* Source text:

[start]

Matteo’s – North Fitzroy – Saturday 26 July 2014 – Dinner

Lamb shank, rib and sweetbreads in vadouvan curry

Lamb shank, rib and sweetbreads in vadouvan curry

Setting the scene for a great night out, Catherine and I went to Nova in Carlton to finally watch Chef. One of the important early elements in the plot centres around a very popular food blogger temporarily destroying the Chef’s career, more through the Chef’s lack of understanding of Twitter than the review in itself.

The blogger’s review focusses on how the Chef used to challenge his tastes, taking them to new levels, but now produces tried and tired dishes that fail to live up to those earlier expectations. For years I’ve had Matteo’s on my list of occasion restaurants. Often the excitement of knowing you are booked in to a reputable place is half the fun. Often years of anticipation can lead to inflated expectations too. A conversation about my upcoming weekend with friends at work also revealed that as well as excellent food I should be expecting amazing service.

When celebrating with people important to you – it might be your other half, your family and friends or a combination – the main thing is that you’re there together. If things don’t go perfectly and you are being taken out, there can be a bit of tension if you are also intending to write about your experience. That’s a long but necessary introduction to this particular experience.

At the outset I haven’t made my mind up whether I would travel to North Fitzroy to eat at Matteo’s again. It would be a toss of the coin. The food is very good. We had left open whether to try the tasting menu or go a la carte. As is often the case there were some dishes that really stuck out in the a la carte that were not offered on the tasting and our minds were made up for us.

[end]

* Stored rows:
[start]

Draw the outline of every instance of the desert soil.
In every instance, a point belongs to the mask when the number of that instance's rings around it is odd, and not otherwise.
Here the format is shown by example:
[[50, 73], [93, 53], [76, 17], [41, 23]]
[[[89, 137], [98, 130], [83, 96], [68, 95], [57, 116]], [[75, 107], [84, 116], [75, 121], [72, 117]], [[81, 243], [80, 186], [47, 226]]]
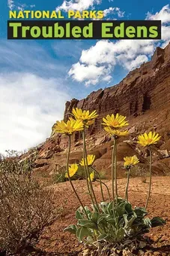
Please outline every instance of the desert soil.
[[[105, 181], [111, 188], [111, 181]], [[118, 180], [119, 196], [124, 197], [126, 179]], [[83, 203], [89, 205], [85, 181], [75, 181], [74, 185]], [[94, 183], [97, 199], [101, 200], [99, 183]], [[46, 227], [38, 242], [38, 248], [52, 255], [81, 255], [82, 245], [73, 235], [64, 233], [64, 229], [71, 224], [76, 224], [75, 212], [79, 206], [69, 182], [52, 186], [55, 190], [56, 205], [63, 207], [61, 216], [50, 227]], [[142, 182], [139, 178], [131, 178], [130, 182], [129, 200], [133, 206], [144, 206], [147, 199], [148, 180]], [[106, 198], [107, 194], [105, 191]], [[153, 228], [148, 236], [154, 242], [155, 249], [147, 249], [145, 255], [170, 255], [170, 177], [154, 177], [152, 194], [148, 206], [148, 217], [159, 216], [167, 221], [164, 227]]]

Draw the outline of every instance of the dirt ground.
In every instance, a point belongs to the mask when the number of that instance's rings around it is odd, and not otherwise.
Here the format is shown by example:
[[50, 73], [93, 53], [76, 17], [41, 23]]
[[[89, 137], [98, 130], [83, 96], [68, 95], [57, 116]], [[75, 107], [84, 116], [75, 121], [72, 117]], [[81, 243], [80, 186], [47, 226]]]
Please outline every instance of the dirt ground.
[[[105, 181], [111, 188], [111, 181]], [[124, 197], [126, 179], [118, 180], [119, 196]], [[75, 187], [83, 203], [89, 203], [85, 181], [75, 181]], [[99, 183], [94, 183], [97, 199], [101, 200]], [[63, 230], [71, 224], [76, 224], [75, 211], [79, 206], [70, 183], [53, 185], [57, 205], [63, 206], [61, 216], [51, 227], [46, 228], [38, 242], [43, 251], [54, 253], [52, 255], [81, 254], [82, 245], [73, 235], [64, 233]], [[139, 178], [131, 178], [130, 182], [129, 200], [133, 206], [144, 206], [147, 199], [148, 181], [146, 183]], [[106, 190], [105, 195], [107, 199]], [[153, 228], [149, 236], [154, 241], [155, 250], [145, 252], [145, 255], [170, 255], [170, 177], [154, 177], [151, 199], [148, 206], [148, 217], [159, 216], [167, 221], [164, 227]]]

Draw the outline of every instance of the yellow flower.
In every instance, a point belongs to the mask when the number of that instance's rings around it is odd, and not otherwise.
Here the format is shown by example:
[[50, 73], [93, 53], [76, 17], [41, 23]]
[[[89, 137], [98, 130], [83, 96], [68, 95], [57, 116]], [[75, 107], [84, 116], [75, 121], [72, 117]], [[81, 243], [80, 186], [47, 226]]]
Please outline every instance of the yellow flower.
[[94, 176], [94, 172], [93, 172], [90, 174], [90, 177], [88, 177], [88, 181], [94, 181], [94, 179], [95, 179], [95, 176]]
[[118, 130], [113, 130], [109, 126], [104, 127], [104, 130], [106, 132], [107, 132], [109, 136], [114, 136], [115, 138], [120, 137], [120, 136], [126, 136], [129, 135], [129, 132], [127, 130], [126, 131], [120, 131]]
[[[78, 165], [76, 163], [73, 163], [70, 166], [70, 167], [68, 168], [68, 171], [69, 171], [69, 174], [70, 174], [70, 177], [73, 177], [77, 172], [78, 170]], [[65, 174], [65, 178], [68, 178], [68, 173], [67, 172]]]
[[81, 120], [85, 126], [89, 126], [94, 123], [94, 120], [98, 117], [96, 110], [90, 114], [89, 110], [82, 111], [79, 108], [73, 108], [72, 114], [74, 115], [76, 120]]
[[161, 136], [160, 136], [159, 133], [156, 134], [155, 132], [150, 132], [148, 134], [145, 133], [138, 137], [138, 143], [144, 147], [150, 146], [151, 145], [157, 144]]
[[[95, 160], [95, 156], [94, 154], [88, 154], [87, 156], [87, 160], [85, 161], [86, 163], [86, 166], [88, 165], [88, 166], [92, 166], [92, 164], [94, 163], [94, 161]], [[79, 163], [79, 164], [82, 166], [85, 166], [85, 161], [84, 161], [84, 158], [82, 159], [82, 161]]]
[[136, 163], [139, 163], [139, 160], [136, 156], [124, 157], [124, 168], [126, 169], [130, 169]]
[[66, 123], [64, 120], [61, 122], [57, 121], [52, 127], [54, 133], [64, 133], [66, 135], [71, 135], [74, 132], [82, 131], [83, 130], [83, 123], [80, 120], [74, 120], [70, 118]]
[[115, 129], [122, 128], [129, 125], [127, 121], [125, 120], [126, 118], [127, 117], [118, 114], [116, 114], [115, 116], [113, 114], [112, 115], [108, 114], [106, 118], [103, 118], [104, 122], [103, 124]]

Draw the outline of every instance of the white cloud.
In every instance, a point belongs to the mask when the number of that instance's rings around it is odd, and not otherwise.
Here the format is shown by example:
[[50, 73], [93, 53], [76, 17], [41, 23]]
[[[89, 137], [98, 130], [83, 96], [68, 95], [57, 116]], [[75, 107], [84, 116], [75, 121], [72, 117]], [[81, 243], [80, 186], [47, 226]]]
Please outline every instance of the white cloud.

[end]

* Work to complete:
1 – In the Matteo's review, at which cinema did the writer and Catherine watch Chef?
2 – Extend the Matteo's review by writing on from its final paragraph.
The records were gathered from a different source than the text.

* Task answers:
1 – Nova in Carlton.

2 –
Japanese custard and dashi broth with yabby tails and mussels

Japanese custard and dashi broth with yabby tails and mussels

Starting with an indulgent sounding soupy custard is a little risky, but the “Spring bay mussels, yabby tails, shitake & sake-poached ‘drunken’ chicken set in a steamed ‘chawanmushi’ Japanese savoury custard, soya bean, dashi sauce” was superb and different. Both the description and the dish is a mouthful! All the elements were beautifully cooked and high quality. If I had to choose one aspect, despite being a massive fan of yabbies, the mussels had a flavour that broke through the rich custard, differentiating themselves as quite extraordinary. Catherine’s “Pan-seared spatchcock chicken, grilled baby corn, pumpkin, sugar snap peas, Balinese yellow curry sauce” was as good. The chicken burst with flavour and was just cooked enough; the yellow curry sauce spectacular.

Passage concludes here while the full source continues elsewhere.